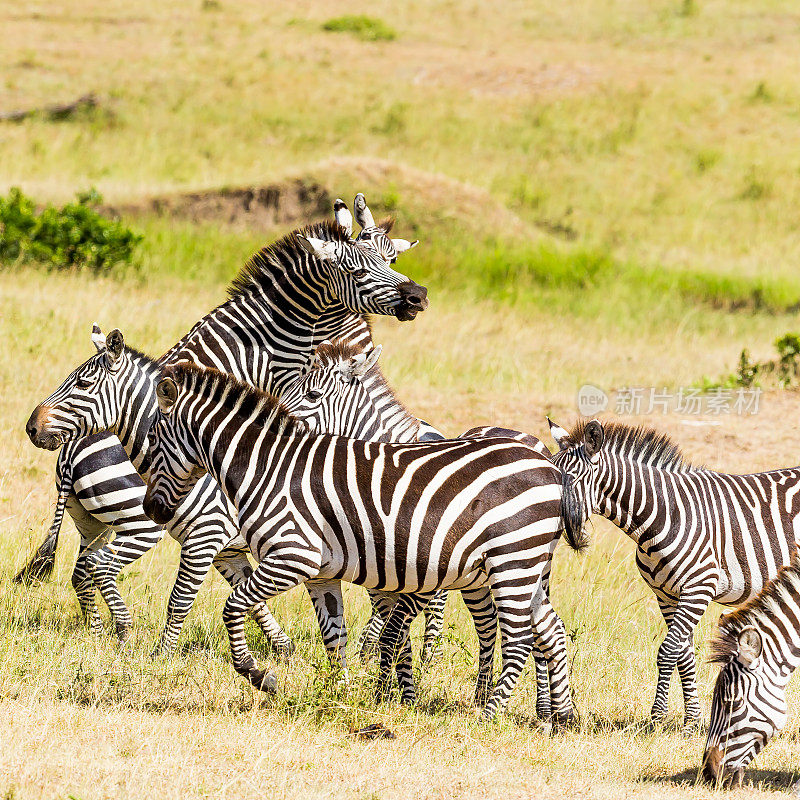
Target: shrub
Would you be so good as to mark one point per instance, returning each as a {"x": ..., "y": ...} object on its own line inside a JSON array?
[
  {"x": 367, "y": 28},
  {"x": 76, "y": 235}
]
^^^^
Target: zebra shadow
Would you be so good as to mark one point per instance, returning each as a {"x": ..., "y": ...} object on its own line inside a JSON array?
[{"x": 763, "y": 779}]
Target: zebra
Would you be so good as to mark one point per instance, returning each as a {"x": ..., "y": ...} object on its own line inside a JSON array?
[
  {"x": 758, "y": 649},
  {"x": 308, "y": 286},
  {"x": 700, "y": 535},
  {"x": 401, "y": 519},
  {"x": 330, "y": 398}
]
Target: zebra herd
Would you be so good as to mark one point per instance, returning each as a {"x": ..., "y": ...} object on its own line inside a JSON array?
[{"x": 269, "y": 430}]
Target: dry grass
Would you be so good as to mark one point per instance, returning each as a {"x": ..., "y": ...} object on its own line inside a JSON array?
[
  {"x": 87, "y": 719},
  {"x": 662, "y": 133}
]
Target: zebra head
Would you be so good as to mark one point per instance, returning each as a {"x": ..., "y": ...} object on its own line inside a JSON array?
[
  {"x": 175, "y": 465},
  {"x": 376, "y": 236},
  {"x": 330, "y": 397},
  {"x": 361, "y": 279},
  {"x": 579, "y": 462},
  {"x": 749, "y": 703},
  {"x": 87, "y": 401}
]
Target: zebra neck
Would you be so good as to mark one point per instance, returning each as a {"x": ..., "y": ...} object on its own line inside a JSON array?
^^^^
▶ _Brief_: Count the lines in the records above that contain the word "Target". Give only the number.

▶ _Result_: 7